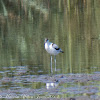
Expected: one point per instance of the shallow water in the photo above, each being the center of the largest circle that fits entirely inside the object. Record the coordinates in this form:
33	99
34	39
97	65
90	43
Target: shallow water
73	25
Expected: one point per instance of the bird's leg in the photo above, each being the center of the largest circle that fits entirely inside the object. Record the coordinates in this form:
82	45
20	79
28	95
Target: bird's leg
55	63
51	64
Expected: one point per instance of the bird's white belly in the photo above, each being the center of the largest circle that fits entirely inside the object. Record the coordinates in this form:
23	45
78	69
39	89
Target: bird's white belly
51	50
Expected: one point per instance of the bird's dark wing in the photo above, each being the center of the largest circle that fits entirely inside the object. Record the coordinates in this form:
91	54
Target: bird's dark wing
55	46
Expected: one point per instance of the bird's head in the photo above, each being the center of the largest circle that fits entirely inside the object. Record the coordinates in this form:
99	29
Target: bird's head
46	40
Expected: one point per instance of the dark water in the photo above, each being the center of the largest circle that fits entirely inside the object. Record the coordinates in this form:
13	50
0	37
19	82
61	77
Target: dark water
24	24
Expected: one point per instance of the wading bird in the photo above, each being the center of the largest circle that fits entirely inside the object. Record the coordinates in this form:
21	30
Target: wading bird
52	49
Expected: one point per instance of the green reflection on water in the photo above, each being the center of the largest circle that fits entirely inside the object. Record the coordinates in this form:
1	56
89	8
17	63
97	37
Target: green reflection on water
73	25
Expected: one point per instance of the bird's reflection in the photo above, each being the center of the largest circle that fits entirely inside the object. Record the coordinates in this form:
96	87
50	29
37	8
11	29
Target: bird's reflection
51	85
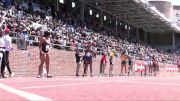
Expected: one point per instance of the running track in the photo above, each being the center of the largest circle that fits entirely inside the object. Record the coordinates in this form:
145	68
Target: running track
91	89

--*--

Aim of the task. All records above are to be printed exactly, minus the pictures they contain.

Your solution.
Expected: one point per instance of the shallow water in the photo above, each being the center of the largest circle that fits entirely inside the object. Record the coordinates in this form:
33	99
34	39
97	65
90	43
Target: shallow water
73	25
Expected: one point per instance of the bird's leg in the photo above, each being the center of the largest circle that fits entirely inside the object. Record the coordinates in this form:
82	45
20	79
28	95
Target: bird's leg
55	63
51	64
Expected: one point per instance of the bird's white belly in the photo above, each being the center of the largest circle that fits entirely inside the object. Record the coordinates in this form:
23	45
78	69
39	89
Target: bird's white belly
51	50
Expected: one point per instance of the bird's dark wing in the photo above, each being the center of the largest circle that fits entirely inside the object. Record the coordinates in this form:
91	54
Target: bird's dark wing
55	46
Expected: one point per instance of the bird's head in the photo above, each being the center of the largest circle that fits entirely inside the object. Record the coordinates in this form:
99	29
Target: bird's head
46	40
Expected: one point per instance of the dark water in the photo above, each being the center of the largest circle that fits entirely inside the object. Record the coordinates in this form:
13	50
0	37
19	82
61	77
Target: dark water
24	24
Expected: one point per instance of the wading bird in the photo above, each being the center of the largest circle that fits entirely inside the object. Record the coordinates in this form:
21	30
Target: wading bird
52	49
Expected: one point per instance of the green reflection on water in the photo above, each being the center of the largest circle that fits entirely inside the object. Record the coordinates in this form:
1	56
89	8
17	63
97	37
Target: green reflection on water
73	25
Expected: one point per instance of the bird's reflection in the photo above, each being the center of the largest circle that fits entirely inside the object. Record the coordinates in this form:
96	87
50	29
37	8
11	29
Target: bird's reflection
51	85
Expected: one point per instance of the running track in the photo above, each being the center of the largest circle that fits entirely inside the object. Record the coordinates in this form:
145	68
Target: running track
91	89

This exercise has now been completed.